Directions: All lines from the one holding "Query: grassy riverbank strip" down to the last line of the entries are to be reproduced exactly, with no other lines.

━━━━━ Records for the exercise

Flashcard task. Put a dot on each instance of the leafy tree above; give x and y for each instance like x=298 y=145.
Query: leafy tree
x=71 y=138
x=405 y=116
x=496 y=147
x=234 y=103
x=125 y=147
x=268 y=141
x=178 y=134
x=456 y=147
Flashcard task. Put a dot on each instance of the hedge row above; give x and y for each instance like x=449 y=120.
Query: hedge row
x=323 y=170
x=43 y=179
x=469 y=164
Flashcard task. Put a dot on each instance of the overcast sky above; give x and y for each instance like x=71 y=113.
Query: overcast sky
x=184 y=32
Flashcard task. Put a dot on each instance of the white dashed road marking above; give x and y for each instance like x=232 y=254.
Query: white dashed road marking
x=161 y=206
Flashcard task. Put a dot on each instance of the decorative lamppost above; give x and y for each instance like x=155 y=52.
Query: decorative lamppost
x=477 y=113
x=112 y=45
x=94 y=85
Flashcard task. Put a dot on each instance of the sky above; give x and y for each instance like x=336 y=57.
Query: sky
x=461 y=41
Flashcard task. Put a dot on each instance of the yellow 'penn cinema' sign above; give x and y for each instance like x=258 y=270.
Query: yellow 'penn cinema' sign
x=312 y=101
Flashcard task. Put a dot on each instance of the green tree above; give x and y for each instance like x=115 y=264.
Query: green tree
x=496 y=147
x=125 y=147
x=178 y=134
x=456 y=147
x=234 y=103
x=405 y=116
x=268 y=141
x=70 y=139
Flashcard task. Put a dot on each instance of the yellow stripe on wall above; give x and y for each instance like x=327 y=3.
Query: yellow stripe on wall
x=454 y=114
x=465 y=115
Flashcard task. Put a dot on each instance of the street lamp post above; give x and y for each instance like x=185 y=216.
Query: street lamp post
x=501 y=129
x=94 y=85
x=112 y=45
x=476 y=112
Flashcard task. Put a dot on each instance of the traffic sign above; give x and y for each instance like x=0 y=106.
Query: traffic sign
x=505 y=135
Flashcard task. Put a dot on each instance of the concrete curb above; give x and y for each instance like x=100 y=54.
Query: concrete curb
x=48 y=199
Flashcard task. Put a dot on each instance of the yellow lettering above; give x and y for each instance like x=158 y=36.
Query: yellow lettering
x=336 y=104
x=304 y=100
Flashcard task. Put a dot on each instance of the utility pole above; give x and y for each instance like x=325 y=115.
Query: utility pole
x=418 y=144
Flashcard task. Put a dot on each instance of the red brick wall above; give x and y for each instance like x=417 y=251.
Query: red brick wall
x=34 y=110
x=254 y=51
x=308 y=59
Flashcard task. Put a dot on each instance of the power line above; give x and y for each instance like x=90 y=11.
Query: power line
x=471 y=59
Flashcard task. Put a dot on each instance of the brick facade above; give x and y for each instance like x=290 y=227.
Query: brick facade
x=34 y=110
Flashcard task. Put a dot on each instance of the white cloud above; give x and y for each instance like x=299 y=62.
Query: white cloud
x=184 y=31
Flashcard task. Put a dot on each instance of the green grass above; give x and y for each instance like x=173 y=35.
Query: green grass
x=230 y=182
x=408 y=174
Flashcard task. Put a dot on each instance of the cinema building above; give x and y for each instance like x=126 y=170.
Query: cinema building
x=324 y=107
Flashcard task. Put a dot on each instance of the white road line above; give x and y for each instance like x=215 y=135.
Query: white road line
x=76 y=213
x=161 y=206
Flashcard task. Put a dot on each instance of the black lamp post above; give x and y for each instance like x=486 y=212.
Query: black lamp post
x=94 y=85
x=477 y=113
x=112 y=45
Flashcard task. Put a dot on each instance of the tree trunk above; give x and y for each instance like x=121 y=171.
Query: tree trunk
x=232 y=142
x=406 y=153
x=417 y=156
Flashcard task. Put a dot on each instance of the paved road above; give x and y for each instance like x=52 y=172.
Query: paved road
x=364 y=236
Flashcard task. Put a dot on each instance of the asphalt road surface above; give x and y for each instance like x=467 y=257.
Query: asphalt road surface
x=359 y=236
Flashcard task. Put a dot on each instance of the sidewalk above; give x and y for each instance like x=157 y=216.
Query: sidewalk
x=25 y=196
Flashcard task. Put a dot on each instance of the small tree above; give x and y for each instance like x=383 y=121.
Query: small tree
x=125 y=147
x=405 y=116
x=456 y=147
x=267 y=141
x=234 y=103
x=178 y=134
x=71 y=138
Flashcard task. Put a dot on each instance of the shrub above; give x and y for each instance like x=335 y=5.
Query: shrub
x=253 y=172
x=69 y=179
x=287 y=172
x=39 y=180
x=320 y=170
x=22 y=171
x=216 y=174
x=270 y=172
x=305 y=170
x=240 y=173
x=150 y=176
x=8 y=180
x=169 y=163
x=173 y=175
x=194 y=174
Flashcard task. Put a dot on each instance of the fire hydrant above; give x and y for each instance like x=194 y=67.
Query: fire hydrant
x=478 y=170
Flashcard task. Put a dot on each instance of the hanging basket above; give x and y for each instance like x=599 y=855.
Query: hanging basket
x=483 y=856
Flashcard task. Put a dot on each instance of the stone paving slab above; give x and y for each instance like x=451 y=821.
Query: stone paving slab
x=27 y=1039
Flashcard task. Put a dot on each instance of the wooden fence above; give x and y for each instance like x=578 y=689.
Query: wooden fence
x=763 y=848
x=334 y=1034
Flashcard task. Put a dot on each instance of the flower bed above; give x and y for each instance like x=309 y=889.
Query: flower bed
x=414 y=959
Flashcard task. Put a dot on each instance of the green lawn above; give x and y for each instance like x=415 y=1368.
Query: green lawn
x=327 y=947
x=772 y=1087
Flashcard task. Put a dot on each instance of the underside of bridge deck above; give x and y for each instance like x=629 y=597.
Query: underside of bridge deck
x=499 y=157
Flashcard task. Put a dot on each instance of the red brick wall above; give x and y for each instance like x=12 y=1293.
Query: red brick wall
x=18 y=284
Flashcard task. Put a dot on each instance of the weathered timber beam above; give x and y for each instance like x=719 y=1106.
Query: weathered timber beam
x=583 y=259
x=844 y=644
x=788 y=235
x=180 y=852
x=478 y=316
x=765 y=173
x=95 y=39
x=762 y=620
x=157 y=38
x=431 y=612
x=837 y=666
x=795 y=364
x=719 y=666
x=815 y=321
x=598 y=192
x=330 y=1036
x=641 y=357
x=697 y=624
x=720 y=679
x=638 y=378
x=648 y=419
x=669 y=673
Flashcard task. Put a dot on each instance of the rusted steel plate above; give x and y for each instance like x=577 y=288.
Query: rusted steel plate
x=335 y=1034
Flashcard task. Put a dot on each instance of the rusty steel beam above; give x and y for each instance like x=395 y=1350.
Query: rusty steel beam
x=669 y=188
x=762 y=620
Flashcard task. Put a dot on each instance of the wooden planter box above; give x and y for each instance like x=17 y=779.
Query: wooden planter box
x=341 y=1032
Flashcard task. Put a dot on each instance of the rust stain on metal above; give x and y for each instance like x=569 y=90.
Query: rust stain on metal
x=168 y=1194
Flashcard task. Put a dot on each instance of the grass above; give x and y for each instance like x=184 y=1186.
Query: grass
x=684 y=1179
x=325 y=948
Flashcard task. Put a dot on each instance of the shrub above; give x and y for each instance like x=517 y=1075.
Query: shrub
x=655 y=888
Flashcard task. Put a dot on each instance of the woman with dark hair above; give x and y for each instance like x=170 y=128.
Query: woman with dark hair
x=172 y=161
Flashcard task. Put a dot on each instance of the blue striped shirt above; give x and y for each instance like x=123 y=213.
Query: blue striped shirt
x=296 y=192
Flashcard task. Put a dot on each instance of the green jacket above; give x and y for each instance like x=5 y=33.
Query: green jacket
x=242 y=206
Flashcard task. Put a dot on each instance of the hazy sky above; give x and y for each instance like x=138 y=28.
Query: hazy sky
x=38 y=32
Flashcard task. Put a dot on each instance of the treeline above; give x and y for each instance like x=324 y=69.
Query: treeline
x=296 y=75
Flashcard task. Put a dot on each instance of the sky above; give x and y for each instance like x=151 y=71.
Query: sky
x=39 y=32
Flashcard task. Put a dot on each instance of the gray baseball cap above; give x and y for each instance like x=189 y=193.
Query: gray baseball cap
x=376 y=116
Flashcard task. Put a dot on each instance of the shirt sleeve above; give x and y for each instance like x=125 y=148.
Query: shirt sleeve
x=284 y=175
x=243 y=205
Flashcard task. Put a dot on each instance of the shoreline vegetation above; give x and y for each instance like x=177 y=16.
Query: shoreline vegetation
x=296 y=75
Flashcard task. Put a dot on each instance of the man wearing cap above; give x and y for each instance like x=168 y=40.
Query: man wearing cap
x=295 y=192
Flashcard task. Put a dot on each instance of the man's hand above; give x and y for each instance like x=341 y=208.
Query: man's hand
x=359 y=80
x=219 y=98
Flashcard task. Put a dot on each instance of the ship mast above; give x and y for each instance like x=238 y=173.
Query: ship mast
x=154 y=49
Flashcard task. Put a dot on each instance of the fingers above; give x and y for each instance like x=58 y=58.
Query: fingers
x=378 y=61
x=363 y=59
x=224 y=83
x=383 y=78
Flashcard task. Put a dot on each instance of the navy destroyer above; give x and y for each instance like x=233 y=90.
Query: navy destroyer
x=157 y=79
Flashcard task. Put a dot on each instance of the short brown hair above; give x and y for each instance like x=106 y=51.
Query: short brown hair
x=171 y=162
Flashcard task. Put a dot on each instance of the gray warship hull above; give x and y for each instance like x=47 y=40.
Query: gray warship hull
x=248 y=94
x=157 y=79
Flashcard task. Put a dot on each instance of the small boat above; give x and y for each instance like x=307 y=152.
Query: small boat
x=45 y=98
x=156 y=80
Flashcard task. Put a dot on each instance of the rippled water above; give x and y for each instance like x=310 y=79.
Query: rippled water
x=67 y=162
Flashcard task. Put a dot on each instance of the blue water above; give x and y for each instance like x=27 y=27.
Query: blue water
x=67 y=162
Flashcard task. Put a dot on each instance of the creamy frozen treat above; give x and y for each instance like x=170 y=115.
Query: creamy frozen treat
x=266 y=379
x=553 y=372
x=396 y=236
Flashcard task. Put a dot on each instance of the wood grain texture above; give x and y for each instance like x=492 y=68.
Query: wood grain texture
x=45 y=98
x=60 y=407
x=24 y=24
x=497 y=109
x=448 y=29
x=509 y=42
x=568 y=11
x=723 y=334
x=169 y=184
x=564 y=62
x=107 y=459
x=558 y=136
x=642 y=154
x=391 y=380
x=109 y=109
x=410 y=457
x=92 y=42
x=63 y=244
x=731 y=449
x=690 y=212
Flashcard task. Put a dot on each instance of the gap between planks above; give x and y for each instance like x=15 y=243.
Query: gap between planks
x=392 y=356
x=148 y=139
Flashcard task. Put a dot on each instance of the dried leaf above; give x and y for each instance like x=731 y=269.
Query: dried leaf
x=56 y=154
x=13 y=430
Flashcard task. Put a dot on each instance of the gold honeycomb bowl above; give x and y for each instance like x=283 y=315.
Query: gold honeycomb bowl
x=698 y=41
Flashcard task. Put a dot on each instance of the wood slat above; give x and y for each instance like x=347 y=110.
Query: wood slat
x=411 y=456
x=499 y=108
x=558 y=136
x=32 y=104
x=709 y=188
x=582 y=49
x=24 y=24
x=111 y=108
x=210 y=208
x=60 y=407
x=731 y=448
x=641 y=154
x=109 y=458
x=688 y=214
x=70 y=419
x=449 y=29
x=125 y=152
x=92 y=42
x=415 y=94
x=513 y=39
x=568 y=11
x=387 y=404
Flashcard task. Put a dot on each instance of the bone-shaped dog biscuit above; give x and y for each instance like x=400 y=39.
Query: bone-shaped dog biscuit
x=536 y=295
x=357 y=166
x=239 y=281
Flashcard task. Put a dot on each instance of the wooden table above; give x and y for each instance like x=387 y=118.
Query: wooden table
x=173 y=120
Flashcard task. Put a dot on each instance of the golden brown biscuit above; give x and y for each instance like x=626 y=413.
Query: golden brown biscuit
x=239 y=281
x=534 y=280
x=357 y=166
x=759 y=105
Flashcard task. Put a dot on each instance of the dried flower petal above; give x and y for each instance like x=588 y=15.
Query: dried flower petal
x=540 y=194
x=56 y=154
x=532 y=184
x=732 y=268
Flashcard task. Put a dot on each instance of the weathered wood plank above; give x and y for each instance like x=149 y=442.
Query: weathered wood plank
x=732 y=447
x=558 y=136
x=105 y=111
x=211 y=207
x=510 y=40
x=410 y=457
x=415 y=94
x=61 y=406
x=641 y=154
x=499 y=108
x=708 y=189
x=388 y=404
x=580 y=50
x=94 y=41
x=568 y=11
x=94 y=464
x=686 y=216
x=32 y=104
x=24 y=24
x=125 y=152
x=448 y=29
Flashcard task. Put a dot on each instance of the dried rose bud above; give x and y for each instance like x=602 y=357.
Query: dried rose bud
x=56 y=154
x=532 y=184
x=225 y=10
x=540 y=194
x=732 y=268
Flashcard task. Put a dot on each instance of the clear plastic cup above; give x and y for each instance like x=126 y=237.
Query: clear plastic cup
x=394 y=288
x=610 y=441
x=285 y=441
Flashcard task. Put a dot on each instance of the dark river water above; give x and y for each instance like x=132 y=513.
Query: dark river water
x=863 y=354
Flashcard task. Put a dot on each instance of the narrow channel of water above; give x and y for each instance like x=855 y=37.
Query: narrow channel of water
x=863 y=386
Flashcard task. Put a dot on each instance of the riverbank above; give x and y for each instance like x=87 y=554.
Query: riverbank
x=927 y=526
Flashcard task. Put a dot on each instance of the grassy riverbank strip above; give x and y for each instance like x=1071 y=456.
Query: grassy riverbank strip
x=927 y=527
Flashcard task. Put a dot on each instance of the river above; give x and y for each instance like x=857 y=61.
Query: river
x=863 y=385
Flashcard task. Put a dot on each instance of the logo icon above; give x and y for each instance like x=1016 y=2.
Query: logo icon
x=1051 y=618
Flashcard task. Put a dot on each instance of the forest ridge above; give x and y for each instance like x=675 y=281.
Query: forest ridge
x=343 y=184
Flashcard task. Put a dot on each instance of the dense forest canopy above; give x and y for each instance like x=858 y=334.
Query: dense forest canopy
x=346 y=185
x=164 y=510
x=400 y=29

━━━━━━━━━━

Response to this exercise:
Query: grassy riverbank strip
x=927 y=527
Flashcard task. Put a dot on each instance of the river above; give x and y for each instance like x=857 y=61.
Query: river
x=863 y=385
Flashcard task. Put a dot on each instance of the logo icon above; give x and y for each instance like x=1016 y=2.
Query: logo icon
x=1051 y=618
Flashcard task. Put a dot on each instance of the forest ridge above; give x and y for each instance like x=675 y=281.
Query: forest ridge
x=343 y=184
Flashcard task. Put a dot on each instance of the dense forest canopy above; give x and y for each instance like x=858 y=334.
Query: dense forest canopy
x=346 y=185
x=164 y=510
x=400 y=29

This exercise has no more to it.